Records provided —
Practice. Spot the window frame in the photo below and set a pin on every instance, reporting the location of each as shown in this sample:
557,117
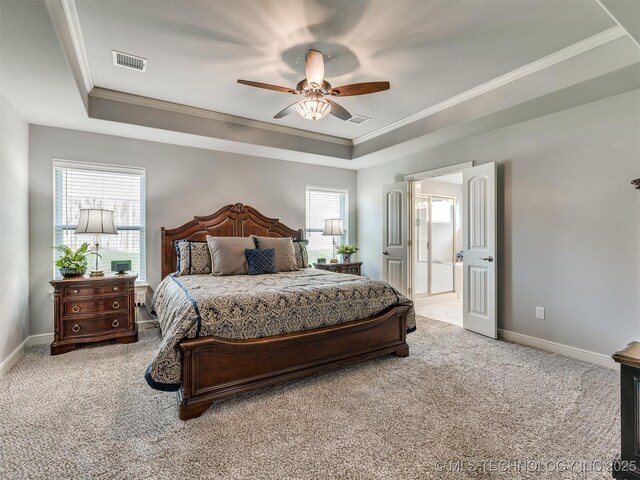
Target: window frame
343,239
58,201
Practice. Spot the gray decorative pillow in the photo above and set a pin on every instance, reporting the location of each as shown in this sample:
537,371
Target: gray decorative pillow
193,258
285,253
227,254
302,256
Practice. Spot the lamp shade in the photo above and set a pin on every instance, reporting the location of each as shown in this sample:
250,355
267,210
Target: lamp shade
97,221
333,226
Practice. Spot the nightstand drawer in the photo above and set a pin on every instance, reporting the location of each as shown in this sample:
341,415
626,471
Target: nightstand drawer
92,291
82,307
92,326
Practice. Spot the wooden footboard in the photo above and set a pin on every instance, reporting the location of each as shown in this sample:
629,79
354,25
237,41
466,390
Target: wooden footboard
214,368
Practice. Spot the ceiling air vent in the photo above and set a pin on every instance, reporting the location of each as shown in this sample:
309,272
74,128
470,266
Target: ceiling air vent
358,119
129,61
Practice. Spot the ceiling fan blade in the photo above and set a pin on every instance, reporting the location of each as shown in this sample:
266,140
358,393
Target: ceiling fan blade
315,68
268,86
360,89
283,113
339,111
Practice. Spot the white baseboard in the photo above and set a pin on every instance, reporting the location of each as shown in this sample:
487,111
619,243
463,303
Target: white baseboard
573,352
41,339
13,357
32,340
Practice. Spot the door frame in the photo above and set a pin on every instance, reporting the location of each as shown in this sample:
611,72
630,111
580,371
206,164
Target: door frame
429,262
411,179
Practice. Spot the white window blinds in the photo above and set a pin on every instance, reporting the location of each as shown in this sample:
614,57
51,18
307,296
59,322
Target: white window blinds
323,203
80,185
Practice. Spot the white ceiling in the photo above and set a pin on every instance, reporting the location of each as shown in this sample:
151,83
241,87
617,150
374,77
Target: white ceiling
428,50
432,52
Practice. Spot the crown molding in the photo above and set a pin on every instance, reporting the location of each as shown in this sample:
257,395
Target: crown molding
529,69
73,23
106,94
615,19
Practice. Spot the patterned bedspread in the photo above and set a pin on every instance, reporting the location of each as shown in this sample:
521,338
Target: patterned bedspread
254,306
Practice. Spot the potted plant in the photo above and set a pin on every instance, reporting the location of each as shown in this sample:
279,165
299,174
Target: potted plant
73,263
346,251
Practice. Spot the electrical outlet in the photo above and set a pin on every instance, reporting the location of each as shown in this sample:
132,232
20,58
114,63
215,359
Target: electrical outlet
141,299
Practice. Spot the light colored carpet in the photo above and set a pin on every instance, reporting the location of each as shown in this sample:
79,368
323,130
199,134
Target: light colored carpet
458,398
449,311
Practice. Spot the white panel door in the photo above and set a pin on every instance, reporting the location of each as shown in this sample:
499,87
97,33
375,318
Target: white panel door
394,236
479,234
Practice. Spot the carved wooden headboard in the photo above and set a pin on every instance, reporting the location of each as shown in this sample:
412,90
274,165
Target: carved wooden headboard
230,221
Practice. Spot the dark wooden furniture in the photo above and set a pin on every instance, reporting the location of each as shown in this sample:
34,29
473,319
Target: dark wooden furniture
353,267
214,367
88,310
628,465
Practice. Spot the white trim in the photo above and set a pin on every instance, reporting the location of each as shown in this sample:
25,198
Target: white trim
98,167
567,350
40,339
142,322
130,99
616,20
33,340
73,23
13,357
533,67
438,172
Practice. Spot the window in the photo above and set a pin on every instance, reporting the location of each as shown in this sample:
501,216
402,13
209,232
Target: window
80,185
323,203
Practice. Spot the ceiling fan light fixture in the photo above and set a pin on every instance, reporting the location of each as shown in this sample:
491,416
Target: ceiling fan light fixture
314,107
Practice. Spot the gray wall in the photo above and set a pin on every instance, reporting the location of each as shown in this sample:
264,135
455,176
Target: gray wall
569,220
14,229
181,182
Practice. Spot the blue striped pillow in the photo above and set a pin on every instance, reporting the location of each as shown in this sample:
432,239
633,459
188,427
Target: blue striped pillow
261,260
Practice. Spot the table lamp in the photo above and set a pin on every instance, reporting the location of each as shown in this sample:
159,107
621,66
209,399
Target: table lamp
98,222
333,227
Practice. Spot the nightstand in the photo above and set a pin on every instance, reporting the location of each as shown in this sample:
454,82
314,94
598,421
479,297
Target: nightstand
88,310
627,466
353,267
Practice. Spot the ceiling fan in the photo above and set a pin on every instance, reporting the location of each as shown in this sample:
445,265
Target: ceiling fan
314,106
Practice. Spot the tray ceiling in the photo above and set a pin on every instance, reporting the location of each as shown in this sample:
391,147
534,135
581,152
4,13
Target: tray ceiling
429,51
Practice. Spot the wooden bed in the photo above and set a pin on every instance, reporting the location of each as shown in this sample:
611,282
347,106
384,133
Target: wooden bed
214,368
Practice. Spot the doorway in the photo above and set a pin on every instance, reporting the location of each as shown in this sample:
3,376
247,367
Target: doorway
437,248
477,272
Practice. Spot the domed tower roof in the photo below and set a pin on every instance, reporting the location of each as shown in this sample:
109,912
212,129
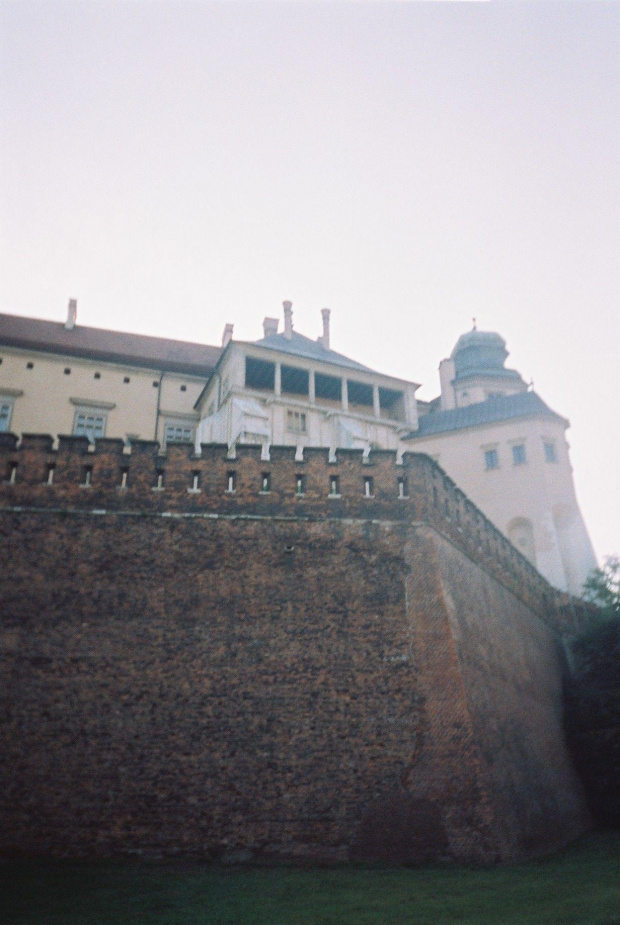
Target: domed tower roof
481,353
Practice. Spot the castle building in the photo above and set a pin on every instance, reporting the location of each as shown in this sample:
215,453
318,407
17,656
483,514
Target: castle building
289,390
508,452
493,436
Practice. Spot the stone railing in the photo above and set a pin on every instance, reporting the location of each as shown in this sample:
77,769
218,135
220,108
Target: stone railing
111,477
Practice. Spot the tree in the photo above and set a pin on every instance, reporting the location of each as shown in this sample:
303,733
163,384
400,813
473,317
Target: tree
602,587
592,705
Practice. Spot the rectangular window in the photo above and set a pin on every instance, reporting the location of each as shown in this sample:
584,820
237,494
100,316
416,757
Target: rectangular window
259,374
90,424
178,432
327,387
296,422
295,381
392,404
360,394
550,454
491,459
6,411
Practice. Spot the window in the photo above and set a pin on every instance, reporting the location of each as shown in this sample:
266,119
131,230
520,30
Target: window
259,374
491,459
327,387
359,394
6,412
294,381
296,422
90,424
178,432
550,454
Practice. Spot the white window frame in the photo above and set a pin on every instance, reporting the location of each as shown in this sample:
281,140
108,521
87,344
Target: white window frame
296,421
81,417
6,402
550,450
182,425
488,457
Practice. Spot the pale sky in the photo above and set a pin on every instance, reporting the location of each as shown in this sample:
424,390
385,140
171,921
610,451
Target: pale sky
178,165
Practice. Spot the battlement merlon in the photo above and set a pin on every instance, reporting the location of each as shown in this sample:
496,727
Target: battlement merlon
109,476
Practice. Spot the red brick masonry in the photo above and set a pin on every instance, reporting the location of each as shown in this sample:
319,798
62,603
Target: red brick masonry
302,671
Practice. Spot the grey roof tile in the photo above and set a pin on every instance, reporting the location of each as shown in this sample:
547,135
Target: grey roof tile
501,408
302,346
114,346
* * *
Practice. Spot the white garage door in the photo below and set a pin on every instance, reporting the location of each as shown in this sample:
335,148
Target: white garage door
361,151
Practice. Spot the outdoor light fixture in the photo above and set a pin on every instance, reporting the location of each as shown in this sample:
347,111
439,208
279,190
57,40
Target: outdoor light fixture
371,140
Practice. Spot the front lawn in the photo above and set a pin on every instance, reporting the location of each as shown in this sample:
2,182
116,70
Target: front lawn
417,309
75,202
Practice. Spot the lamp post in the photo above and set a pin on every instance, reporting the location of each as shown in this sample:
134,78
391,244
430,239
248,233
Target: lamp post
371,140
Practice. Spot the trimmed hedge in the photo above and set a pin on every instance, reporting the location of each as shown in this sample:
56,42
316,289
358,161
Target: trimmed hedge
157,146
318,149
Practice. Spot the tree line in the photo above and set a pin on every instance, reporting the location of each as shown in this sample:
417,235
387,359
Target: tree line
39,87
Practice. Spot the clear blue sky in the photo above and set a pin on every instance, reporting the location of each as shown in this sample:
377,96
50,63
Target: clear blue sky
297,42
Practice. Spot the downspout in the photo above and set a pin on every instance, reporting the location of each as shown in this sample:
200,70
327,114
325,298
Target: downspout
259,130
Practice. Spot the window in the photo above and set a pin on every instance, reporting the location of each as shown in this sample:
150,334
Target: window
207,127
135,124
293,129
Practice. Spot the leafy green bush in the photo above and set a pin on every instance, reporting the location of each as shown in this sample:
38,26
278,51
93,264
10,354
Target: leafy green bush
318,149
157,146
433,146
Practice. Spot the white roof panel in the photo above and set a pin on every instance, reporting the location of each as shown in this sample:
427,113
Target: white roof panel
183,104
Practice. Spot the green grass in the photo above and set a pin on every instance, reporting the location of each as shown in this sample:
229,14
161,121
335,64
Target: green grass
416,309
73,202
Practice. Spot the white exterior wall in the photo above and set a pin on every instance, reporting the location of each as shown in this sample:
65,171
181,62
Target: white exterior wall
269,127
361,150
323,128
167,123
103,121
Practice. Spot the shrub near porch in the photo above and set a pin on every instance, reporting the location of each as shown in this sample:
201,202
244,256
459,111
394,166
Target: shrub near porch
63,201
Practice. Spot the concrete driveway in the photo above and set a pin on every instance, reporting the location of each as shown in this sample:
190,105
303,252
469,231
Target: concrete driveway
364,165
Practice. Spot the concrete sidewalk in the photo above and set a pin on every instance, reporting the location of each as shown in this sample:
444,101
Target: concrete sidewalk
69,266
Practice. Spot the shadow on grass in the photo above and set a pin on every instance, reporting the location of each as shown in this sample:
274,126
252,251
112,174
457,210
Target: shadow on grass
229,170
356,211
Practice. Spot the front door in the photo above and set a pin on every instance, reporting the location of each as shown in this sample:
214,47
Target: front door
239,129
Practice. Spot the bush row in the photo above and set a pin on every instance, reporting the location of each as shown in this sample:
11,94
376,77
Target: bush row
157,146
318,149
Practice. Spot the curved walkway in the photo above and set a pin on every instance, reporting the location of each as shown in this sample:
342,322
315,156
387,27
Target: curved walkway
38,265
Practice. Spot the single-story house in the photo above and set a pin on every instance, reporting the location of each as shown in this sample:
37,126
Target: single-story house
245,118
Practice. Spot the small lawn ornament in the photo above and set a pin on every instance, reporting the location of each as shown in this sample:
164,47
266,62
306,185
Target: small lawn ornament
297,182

Instructions for the task — Filter the listing by the string "below"; copy each matching line.

Response to the task —
Practice. Spot the window frame in the photo below and set a pin on every instance, reporting the location of each as shown in this sample:
Practice. Spot the domed tower roof in the photo below and set a pin on every instance, reporting the location of each as shown in this sample:
Practice. Spot the white garage door in the photo below and set a pin on every instance, reporting the location of each as shown in this sample:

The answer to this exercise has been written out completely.